## Your objective
Write out exactly the lines from the one containing "Can you find the high-visibility" through the last line of the records below, including both.

[Records contained in a dataset]
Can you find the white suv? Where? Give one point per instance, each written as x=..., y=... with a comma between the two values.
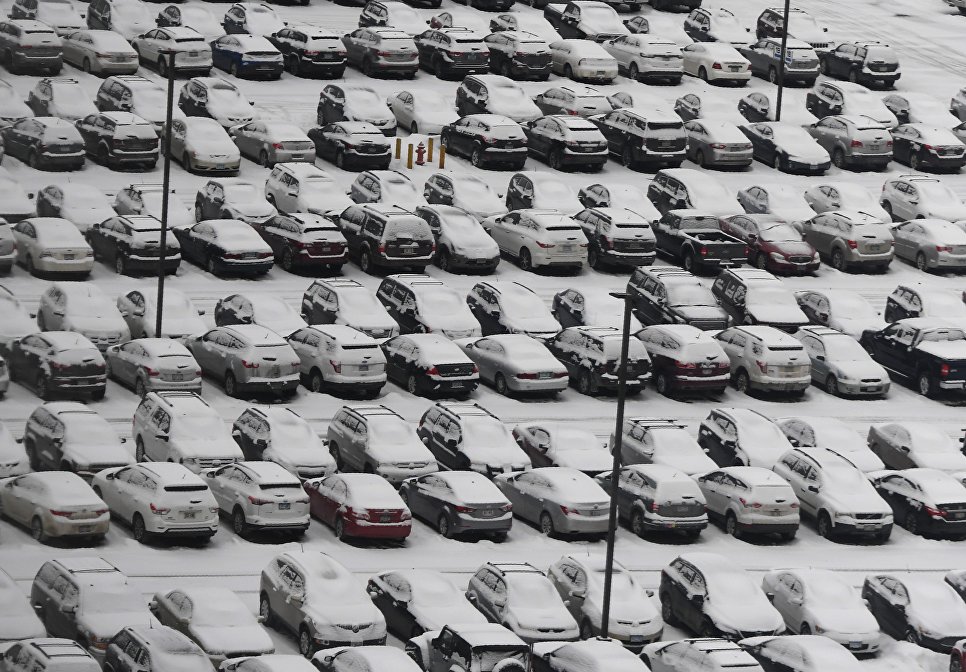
x=159, y=499
x=764, y=358
x=182, y=427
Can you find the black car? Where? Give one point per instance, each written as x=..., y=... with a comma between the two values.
x=352, y=145
x=487, y=140
x=868, y=63
x=926, y=351
x=132, y=243
x=45, y=143
x=668, y=295
x=451, y=51
x=311, y=51
x=430, y=365
x=58, y=363
x=119, y=139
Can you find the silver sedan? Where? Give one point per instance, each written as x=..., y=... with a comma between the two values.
x=516, y=363
x=558, y=499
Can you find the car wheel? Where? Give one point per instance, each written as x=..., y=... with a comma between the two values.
x=238, y=524
x=546, y=524
x=231, y=385
x=137, y=528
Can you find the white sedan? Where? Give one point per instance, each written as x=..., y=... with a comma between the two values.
x=260, y=496
x=716, y=61
x=422, y=111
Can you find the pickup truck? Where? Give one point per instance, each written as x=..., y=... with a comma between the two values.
x=586, y=20
x=695, y=239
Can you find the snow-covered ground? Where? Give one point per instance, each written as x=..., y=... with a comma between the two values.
x=929, y=38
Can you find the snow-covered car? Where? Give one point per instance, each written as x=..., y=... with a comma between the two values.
x=516, y=364
x=280, y=435
x=821, y=602
x=181, y=318
x=312, y=596
x=832, y=434
x=579, y=579
x=159, y=499
x=422, y=111
x=260, y=497
x=54, y=504
x=467, y=192
x=182, y=427
x=647, y=441
x=84, y=308
x=214, y=618
x=415, y=601
x=708, y=594
x=911, y=444
x=457, y=503
x=841, y=366
x=338, y=358
x=583, y=60
x=919, y=609
x=835, y=494
x=524, y=601
x=202, y=146
x=840, y=309
x=716, y=63
x=551, y=444
x=51, y=245
x=751, y=501
x=461, y=241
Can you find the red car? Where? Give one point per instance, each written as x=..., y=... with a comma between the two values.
x=773, y=244
x=359, y=505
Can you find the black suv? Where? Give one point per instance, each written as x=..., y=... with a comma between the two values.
x=387, y=236
x=133, y=244
x=668, y=295
x=868, y=63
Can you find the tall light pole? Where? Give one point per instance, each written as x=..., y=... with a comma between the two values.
x=782, y=61
x=165, y=187
x=612, y=514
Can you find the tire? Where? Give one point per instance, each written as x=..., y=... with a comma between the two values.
x=546, y=525
x=138, y=531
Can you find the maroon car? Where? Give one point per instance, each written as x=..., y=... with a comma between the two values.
x=773, y=244
x=359, y=505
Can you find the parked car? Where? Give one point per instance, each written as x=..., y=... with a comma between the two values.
x=467, y=437
x=159, y=499
x=929, y=353
x=454, y=503
x=376, y=439
x=751, y=501
x=280, y=435
x=175, y=426
x=345, y=301
x=710, y=596
x=523, y=600
x=904, y=606
x=58, y=363
x=786, y=364
x=325, y=588
x=206, y=614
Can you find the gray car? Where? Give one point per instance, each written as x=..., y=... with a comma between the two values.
x=932, y=244
x=271, y=142
x=853, y=141
x=247, y=358
x=559, y=499
x=459, y=502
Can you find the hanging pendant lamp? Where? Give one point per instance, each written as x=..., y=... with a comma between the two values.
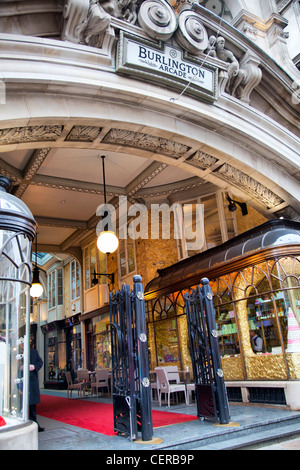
x=36, y=289
x=107, y=241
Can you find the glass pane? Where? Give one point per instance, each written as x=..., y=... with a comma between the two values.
x=264, y=333
x=102, y=343
x=87, y=268
x=130, y=255
x=227, y=330
x=211, y=221
x=167, y=342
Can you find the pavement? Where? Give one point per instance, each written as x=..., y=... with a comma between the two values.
x=251, y=427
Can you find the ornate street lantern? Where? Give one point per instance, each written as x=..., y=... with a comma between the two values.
x=17, y=231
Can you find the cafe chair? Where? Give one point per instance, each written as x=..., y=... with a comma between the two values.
x=83, y=376
x=101, y=380
x=189, y=389
x=73, y=386
x=165, y=386
x=154, y=386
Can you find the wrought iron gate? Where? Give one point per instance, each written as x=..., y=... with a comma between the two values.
x=211, y=395
x=130, y=364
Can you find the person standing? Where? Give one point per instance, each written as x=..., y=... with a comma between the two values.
x=36, y=363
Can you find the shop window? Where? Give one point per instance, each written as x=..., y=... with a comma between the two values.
x=285, y=277
x=226, y=319
x=218, y=224
x=55, y=355
x=75, y=280
x=75, y=356
x=167, y=345
x=91, y=265
x=55, y=288
x=102, y=342
x=262, y=319
x=127, y=262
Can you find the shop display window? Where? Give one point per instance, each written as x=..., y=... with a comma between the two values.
x=55, y=356
x=75, y=348
x=225, y=318
x=102, y=342
x=14, y=331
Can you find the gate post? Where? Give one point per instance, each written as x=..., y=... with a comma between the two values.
x=143, y=362
x=210, y=387
x=221, y=394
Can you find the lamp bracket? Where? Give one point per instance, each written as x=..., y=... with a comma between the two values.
x=111, y=276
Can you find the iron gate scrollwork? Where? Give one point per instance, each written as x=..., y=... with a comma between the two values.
x=210, y=390
x=130, y=364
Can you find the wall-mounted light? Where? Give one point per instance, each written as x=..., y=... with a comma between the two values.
x=107, y=241
x=232, y=205
x=95, y=275
x=36, y=289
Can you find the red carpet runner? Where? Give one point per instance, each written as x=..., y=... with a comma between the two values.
x=97, y=417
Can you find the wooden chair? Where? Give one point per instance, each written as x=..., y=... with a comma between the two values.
x=73, y=386
x=172, y=373
x=166, y=387
x=83, y=376
x=189, y=389
x=155, y=386
x=101, y=380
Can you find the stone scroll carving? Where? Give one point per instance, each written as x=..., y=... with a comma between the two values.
x=86, y=22
x=158, y=19
x=242, y=77
x=191, y=34
x=89, y=22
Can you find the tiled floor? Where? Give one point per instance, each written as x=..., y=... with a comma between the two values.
x=60, y=436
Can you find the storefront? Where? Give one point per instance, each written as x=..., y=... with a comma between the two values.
x=255, y=279
x=63, y=350
x=98, y=338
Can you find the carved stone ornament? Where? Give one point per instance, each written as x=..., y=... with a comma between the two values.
x=158, y=19
x=86, y=22
x=191, y=34
x=242, y=76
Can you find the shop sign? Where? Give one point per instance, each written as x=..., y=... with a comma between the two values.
x=166, y=65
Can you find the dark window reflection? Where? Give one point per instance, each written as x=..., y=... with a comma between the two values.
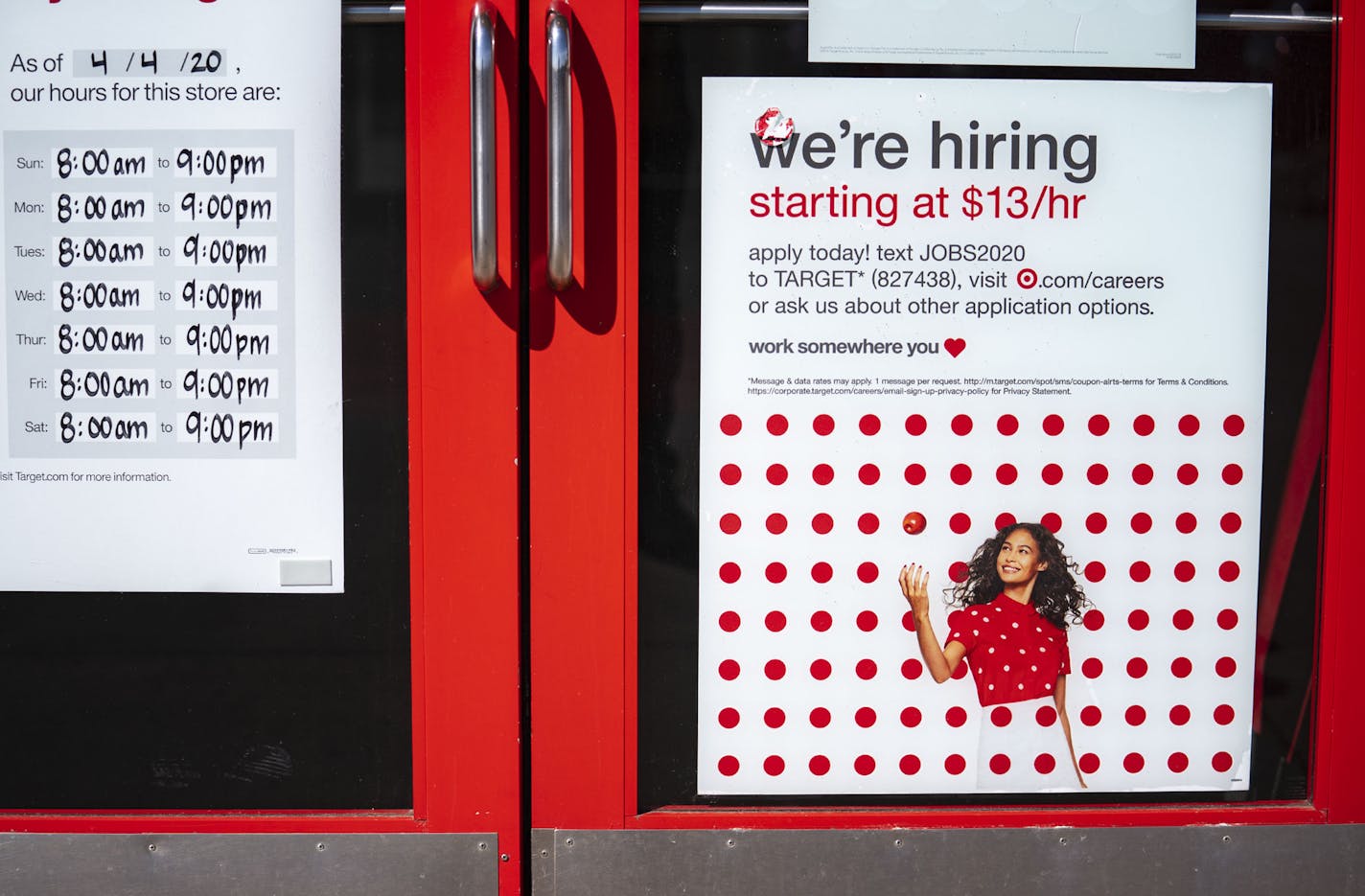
x=253, y=701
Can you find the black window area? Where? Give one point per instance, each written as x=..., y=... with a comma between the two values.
x=254, y=701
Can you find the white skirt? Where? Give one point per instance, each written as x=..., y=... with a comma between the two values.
x=1021, y=749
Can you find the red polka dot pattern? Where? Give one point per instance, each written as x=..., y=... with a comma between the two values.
x=800, y=509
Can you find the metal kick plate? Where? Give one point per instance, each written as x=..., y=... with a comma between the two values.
x=1211, y=861
x=248, y=864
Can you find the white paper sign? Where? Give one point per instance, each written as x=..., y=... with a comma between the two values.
x=1118, y=33
x=171, y=405
x=933, y=309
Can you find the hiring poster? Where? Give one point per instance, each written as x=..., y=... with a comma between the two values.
x=171, y=405
x=936, y=311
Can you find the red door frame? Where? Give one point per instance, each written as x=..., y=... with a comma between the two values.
x=463, y=484
x=583, y=538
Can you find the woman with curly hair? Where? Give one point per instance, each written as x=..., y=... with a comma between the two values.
x=1010, y=626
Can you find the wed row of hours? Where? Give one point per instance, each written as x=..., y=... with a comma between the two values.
x=234, y=297
x=201, y=340
x=196, y=250
x=73, y=163
x=141, y=208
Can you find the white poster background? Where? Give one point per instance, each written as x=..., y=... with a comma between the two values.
x=1127, y=402
x=1120, y=33
x=213, y=524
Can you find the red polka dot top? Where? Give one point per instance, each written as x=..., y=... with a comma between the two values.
x=1013, y=652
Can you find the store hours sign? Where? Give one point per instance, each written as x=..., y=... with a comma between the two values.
x=171, y=406
x=933, y=310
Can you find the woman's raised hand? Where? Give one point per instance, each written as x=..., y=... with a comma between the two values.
x=914, y=586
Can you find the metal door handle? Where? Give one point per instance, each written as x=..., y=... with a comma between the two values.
x=483, y=137
x=559, y=119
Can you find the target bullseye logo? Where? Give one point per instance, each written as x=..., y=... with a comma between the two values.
x=772, y=128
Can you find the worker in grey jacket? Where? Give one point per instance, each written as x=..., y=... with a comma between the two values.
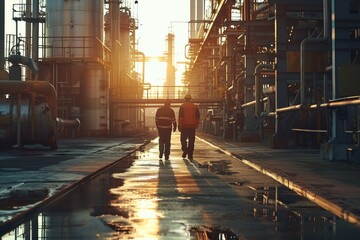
x=165, y=122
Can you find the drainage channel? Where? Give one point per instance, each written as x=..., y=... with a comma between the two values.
x=142, y=197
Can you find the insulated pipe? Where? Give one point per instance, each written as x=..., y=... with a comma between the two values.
x=30, y=87
x=257, y=71
x=303, y=50
x=143, y=64
x=16, y=59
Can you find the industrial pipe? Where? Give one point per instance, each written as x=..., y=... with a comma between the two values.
x=16, y=59
x=30, y=87
x=303, y=50
x=257, y=74
x=143, y=64
x=333, y=104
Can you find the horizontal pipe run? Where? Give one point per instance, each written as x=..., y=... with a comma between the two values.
x=249, y=104
x=32, y=87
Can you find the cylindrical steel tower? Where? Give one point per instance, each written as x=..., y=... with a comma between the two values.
x=74, y=33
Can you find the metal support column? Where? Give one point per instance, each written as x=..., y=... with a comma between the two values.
x=282, y=136
x=335, y=149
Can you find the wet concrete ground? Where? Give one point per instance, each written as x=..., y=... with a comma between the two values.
x=213, y=197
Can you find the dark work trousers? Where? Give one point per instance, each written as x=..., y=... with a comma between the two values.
x=187, y=138
x=164, y=141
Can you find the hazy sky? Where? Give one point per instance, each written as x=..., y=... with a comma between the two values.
x=156, y=18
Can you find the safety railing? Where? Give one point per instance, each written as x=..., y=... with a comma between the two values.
x=73, y=49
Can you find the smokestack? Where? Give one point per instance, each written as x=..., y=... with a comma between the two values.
x=2, y=34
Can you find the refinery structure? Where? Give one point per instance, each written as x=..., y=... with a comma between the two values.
x=283, y=73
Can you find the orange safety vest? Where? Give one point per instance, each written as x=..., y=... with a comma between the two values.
x=189, y=115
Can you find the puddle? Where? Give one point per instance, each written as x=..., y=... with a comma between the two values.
x=221, y=167
x=139, y=199
x=212, y=233
x=22, y=198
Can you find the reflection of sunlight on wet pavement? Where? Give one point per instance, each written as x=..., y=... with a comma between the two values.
x=137, y=199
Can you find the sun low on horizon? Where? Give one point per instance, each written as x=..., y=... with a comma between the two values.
x=156, y=19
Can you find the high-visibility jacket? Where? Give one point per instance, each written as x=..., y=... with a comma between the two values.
x=165, y=117
x=189, y=115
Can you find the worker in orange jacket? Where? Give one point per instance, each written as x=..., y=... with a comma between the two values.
x=165, y=121
x=189, y=116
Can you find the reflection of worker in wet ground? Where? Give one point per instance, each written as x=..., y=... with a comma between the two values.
x=189, y=116
x=165, y=122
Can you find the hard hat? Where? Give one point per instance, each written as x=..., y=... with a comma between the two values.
x=187, y=96
x=167, y=102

## Final result
Can you find the high-visibility jacket? Where? Give one point per instance, each written as x=..., y=... with a comma between the two values.
x=165, y=117
x=189, y=115
Can you find the worker in orange jacket? Where? Give one point per instance, each written as x=..., y=... with a comma between the two values.
x=165, y=121
x=189, y=116
Can you find the reflection of worker in wet ground? Where? Give one point per instance, each written as x=..., y=... with a comma between the two values.
x=189, y=116
x=165, y=122
Can you find the hard hat? Where? Give one point per instance, each written as x=..., y=... with a comma between the two values.
x=187, y=96
x=167, y=102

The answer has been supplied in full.